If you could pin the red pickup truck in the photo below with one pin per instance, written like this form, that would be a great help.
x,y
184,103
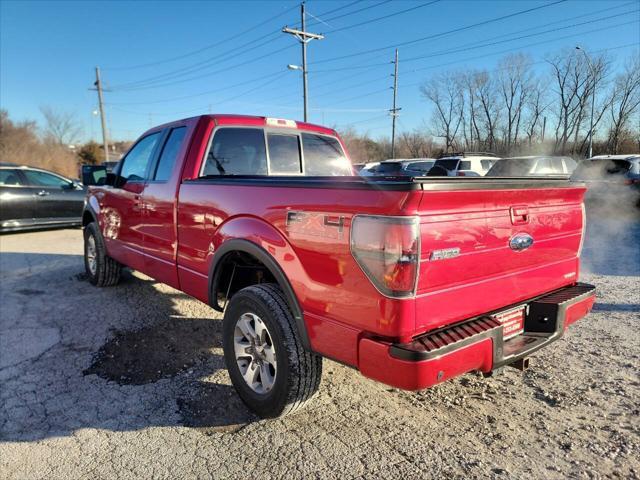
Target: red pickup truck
x,y
412,281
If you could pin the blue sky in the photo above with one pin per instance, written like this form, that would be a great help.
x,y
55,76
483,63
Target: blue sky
x,y
166,60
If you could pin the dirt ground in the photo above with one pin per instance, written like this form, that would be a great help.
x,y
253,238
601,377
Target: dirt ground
x,y
129,382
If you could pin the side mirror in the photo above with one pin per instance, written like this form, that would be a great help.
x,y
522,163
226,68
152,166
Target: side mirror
x,y
111,179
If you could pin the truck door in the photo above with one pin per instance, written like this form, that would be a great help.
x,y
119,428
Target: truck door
x,y
159,198
122,212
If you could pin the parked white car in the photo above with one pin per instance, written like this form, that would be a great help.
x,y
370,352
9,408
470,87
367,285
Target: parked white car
x,y
532,165
411,167
464,165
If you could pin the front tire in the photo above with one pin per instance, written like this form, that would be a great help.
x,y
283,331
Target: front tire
x,y
101,270
269,368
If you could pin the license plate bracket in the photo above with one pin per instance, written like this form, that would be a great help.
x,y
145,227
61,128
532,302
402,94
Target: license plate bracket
x,y
512,322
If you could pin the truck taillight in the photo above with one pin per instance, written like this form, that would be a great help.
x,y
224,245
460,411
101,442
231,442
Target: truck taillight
x,y
388,251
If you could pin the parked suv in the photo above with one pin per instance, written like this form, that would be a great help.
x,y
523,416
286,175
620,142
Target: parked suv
x,y
464,165
613,180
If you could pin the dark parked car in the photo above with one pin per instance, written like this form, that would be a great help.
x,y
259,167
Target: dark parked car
x,y
417,167
35,198
96,174
612,180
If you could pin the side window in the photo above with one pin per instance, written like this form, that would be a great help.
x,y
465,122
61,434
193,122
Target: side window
x,y
169,154
43,179
236,151
545,167
324,156
9,177
284,154
486,164
137,160
569,165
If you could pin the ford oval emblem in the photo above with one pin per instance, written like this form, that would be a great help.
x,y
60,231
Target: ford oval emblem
x,y
520,241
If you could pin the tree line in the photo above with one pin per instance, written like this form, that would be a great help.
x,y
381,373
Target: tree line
x,y
513,110
54,146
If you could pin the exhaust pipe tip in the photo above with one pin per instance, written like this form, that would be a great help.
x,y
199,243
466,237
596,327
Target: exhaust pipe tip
x,y
521,364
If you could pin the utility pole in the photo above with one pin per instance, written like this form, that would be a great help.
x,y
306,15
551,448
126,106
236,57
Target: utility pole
x,y
103,118
394,111
304,37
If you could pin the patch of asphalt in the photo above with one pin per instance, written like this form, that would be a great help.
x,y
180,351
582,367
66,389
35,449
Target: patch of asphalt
x,y
135,386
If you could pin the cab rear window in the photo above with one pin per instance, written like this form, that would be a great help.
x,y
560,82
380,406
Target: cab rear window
x,y
252,151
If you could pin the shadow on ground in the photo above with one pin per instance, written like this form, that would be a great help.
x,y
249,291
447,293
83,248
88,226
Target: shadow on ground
x,y
123,358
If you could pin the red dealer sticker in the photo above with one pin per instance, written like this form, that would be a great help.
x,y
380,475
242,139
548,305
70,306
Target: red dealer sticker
x,y
512,322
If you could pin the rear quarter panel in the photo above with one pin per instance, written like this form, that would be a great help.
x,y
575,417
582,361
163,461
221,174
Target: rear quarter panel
x,y
337,299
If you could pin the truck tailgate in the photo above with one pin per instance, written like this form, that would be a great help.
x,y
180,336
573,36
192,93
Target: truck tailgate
x,y
469,263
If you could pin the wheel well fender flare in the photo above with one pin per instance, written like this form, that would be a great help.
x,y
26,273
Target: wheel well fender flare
x,y
246,246
88,212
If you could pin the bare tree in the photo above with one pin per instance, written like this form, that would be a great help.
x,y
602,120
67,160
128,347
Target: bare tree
x,y
472,110
60,127
445,92
625,100
576,82
535,107
486,93
416,144
514,83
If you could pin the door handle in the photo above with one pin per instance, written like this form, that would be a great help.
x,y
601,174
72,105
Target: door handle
x,y
519,214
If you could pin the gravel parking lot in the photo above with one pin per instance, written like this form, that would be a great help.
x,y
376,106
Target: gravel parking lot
x,y
129,382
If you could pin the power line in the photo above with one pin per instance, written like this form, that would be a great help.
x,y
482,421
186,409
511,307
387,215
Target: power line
x,y
200,94
206,47
369,7
366,22
475,45
475,57
204,64
448,32
168,76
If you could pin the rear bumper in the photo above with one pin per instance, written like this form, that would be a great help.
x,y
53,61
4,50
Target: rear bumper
x,y
474,345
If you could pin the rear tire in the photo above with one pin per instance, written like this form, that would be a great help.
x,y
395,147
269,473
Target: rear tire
x,y
262,346
101,270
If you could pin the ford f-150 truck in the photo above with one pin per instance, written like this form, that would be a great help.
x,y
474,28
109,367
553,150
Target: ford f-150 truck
x,y
412,281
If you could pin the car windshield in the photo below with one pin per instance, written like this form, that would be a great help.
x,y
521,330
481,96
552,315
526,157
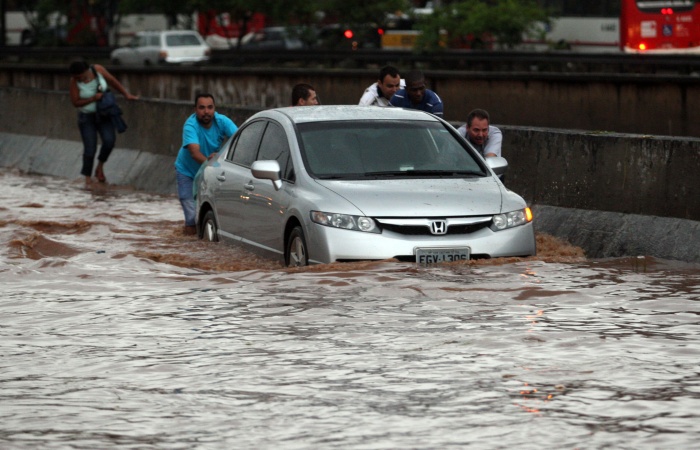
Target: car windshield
x,y
181,40
385,149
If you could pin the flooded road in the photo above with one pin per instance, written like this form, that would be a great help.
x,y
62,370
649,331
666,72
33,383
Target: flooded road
x,y
116,331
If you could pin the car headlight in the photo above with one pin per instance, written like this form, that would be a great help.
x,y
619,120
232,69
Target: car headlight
x,y
345,221
511,219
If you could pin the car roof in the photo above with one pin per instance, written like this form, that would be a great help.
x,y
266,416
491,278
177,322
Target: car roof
x,y
329,113
168,32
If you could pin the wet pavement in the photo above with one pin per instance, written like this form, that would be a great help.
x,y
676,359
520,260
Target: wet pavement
x,y
117,331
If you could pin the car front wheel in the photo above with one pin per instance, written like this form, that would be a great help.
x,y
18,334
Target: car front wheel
x,y
296,249
208,229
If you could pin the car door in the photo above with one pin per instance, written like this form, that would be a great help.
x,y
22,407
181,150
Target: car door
x,y
265,208
232,176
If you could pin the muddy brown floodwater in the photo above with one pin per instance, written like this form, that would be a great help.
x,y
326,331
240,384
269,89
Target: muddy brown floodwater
x,y
117,331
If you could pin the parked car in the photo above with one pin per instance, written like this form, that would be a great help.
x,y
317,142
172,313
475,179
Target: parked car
x,y
274,38
319,184
163,47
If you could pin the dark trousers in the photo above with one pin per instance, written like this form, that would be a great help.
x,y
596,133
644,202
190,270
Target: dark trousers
x,y
90,126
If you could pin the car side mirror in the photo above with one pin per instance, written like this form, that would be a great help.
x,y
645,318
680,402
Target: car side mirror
x,y
267,170
497,163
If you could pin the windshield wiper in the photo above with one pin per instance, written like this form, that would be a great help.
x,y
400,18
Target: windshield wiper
x,y
414,173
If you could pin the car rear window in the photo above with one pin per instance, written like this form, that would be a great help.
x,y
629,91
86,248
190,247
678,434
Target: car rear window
x,y
180,40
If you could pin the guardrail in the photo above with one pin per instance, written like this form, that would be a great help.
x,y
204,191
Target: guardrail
x,y
487,61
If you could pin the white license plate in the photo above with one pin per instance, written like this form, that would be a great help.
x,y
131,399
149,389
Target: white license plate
x,y
438,255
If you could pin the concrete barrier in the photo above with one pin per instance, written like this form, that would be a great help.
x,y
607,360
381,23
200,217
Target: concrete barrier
x,y
611,194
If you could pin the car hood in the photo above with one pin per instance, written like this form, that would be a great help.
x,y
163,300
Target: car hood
x,y
421,197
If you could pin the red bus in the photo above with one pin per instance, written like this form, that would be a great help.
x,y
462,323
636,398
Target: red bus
x,y
660,26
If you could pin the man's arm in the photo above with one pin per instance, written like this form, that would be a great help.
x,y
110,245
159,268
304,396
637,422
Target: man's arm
x,y
196,153
437,106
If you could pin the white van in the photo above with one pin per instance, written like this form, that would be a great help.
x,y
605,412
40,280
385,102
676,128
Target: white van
x,y
163,47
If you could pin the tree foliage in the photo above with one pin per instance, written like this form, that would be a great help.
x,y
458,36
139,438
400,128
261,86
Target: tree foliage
x,y
480,24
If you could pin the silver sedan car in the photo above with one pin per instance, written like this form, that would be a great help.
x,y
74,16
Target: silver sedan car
x,y
318,184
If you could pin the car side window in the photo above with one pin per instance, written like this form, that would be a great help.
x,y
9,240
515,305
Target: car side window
x,y
245,149
275,146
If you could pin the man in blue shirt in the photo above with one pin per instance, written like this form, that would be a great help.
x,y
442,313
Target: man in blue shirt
x,y
417,96
202,135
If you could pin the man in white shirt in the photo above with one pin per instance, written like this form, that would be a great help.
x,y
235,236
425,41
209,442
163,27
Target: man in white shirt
x,y
379,93
481,134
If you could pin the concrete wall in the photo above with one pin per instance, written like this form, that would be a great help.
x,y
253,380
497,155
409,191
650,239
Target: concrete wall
x,y
612,194
623,103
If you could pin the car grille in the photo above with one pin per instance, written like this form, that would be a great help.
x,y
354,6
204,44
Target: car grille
x,y
423,229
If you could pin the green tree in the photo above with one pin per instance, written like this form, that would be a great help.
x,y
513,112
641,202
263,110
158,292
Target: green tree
x,y
478,23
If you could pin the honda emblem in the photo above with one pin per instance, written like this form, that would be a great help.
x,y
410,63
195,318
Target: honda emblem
x,y
438,227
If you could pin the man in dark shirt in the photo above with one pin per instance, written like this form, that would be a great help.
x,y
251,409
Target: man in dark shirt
x,y
417,96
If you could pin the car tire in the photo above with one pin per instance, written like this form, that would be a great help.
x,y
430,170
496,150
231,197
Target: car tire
x,y
297,253
208,228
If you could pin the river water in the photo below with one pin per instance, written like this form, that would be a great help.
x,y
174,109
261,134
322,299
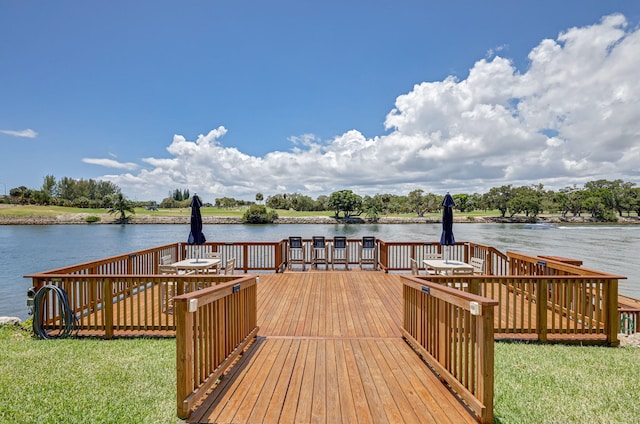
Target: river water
x,y
34,248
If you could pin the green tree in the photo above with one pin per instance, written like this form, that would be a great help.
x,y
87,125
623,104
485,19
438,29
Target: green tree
x,y
418,202
121,206
373,206
259,214
347,202
49,184
498,198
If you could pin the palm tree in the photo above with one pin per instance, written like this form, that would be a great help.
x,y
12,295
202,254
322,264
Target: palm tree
x,y
121,206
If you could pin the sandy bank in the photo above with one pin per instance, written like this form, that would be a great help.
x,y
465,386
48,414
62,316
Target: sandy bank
x,y
80,218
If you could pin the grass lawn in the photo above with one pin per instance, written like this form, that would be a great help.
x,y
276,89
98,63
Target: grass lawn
x,y
31,210
133,381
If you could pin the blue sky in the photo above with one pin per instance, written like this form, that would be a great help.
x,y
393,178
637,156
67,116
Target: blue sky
x,y
234,98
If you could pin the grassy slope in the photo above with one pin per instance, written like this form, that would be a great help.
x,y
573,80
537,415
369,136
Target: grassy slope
x,y
25,211
133,380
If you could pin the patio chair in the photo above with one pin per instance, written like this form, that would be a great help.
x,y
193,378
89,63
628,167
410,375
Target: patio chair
x,y
229,266
368,249
319,255
432,255
296,252
218,267
168,289
414,266
478,265
339,252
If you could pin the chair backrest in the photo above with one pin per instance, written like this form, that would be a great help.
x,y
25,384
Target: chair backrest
x,y
230,266
340,242
295,242
368,242
414,266
167,269
478,265
318,242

EXERCISE DETAILS:
Scan the lines above for "below", then copy every one that has it.

RESPONSE FOR THIS EXERCISE:
If you could pin the red pickup truck in the photo below with one pin per instance, written like this form, that would be a great help.
If you could pin the car windshield in the photo below with one pin per instance, written like this form, that would be a great help.
If you could pin the river water in the photo below with one pin per instance, written like this form, that would be a great help.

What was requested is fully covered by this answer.